Uber Dispatch 本质是一个实时 marketplace matching 系统：先用地理索引快速找附近司机，再用 ETA、接单概率、取消风险和市场规则做打分。

背诵要点

地理搜索解决的是 candidate retrieval，不是最终决策
最近的司机不一定是最优司机
driver assignment 要用 lease / reservation 防止重复派单
accept、reject、timeout、cancel、reassign 都要做成幂等状态转移
核心权衡是 fast good-enough matching vs slow global optimization

中文面试回答

我会把 Uber 派单系统设计成一个实时匹配引擎。司机端持续上报位置，后端把最新司机状态写入低延迟存储，并更新 geohash、S2 或 H3 这样的地理索引。当乘客发起请求时，系统先在附近 cell 里找可用司机，再逐步扩大搜索范围。

──────

- 任务列表:
1. 请逐字写下 Uber 派单摘录中的一段，从“地理搜索解决的是 candidate retrieval，不是最终决策”开始，到“这样的地理索引。当乘客发起请求时，系统先在附近 cell 里找可用司机，再逐步扩大搜索范围。”结束。
2. 判断以下关于 Uber 派单摘录的三条陈述是否与原文相符，每条答“是”或“否”，并逐字引用起决定作用的原文词句：(a) 最近的司机就是最优司机；(b) 司机分配要用 lease / reservation 防止重复派单；(c) 地理搜索负责做出最终决策。

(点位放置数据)
──────

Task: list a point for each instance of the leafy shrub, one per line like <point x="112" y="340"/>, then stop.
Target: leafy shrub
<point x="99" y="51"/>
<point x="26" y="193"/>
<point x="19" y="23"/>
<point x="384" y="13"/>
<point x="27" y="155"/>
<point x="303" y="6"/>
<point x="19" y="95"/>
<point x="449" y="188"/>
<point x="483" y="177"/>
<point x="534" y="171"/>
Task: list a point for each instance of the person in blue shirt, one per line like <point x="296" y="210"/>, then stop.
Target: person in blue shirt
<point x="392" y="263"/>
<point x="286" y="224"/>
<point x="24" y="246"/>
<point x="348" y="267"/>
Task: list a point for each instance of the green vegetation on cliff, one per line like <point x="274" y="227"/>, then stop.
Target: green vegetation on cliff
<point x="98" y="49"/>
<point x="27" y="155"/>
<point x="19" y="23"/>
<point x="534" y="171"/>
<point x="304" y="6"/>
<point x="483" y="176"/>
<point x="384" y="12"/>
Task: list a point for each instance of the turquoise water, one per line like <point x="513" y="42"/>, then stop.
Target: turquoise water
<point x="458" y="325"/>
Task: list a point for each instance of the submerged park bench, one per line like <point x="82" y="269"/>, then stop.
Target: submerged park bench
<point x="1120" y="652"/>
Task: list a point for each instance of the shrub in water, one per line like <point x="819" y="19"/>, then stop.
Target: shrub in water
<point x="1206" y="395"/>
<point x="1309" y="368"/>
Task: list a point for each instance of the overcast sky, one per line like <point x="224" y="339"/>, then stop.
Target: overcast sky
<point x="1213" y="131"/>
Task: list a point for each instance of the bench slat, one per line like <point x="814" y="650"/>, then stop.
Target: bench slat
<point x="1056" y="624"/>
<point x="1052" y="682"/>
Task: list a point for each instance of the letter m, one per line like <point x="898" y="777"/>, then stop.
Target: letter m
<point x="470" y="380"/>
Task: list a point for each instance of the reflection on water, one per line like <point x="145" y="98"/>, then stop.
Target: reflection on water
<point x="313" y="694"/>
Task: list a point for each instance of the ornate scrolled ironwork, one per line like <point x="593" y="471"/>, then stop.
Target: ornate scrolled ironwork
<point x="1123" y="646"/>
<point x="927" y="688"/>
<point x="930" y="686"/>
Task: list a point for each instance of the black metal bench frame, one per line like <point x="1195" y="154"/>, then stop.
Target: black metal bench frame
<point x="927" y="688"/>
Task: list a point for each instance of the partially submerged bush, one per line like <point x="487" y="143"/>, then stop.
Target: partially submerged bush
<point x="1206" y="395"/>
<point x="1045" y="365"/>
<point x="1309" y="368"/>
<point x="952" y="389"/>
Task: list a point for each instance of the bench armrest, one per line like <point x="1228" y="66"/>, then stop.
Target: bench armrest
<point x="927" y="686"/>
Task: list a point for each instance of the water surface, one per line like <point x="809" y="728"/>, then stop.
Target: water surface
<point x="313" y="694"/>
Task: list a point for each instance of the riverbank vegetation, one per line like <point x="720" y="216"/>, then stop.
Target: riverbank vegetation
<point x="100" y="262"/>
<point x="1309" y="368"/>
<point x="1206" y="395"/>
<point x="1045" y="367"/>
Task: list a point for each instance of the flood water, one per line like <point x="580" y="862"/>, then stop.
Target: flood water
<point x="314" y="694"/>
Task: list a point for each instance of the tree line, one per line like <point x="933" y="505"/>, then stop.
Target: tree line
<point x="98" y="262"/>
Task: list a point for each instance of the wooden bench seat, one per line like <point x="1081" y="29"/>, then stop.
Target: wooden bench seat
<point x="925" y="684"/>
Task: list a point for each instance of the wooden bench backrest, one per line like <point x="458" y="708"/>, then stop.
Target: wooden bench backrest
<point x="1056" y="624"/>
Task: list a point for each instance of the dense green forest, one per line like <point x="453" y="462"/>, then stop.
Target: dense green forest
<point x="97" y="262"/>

──────

- 各题答案:
1.
地理搜索解决的是 candidate retrieval，不是最终决策
最近的司机不一定是最优司机
driver assignment 要用 lease / reservation 防止重复派单
accept、reject、timeout、cancel、reassign 都要做成幂等状态转移
核心权衡是 fast good-enough matching vs slow global optimization

中文面试回答

我会把 Uber 派单系统设计成一个实时匹配引擎。司机端持续上报位置，后端把最新司机状态写入低延迟存储，并更新 geohash、S2 或 H3 这样的地理索引。当乘客发起请求时，系统先在附近 cell 里找可用司机，再逐步扩大搜索范围。

2.
(a) 否：“最近的司机不一定是最优司机”
(b) 是：“driver assignment 要用 lease / reservation 防止重复派单”
(c) 否：“地理搜索解决的是 candidate retrieval，不是最终决策”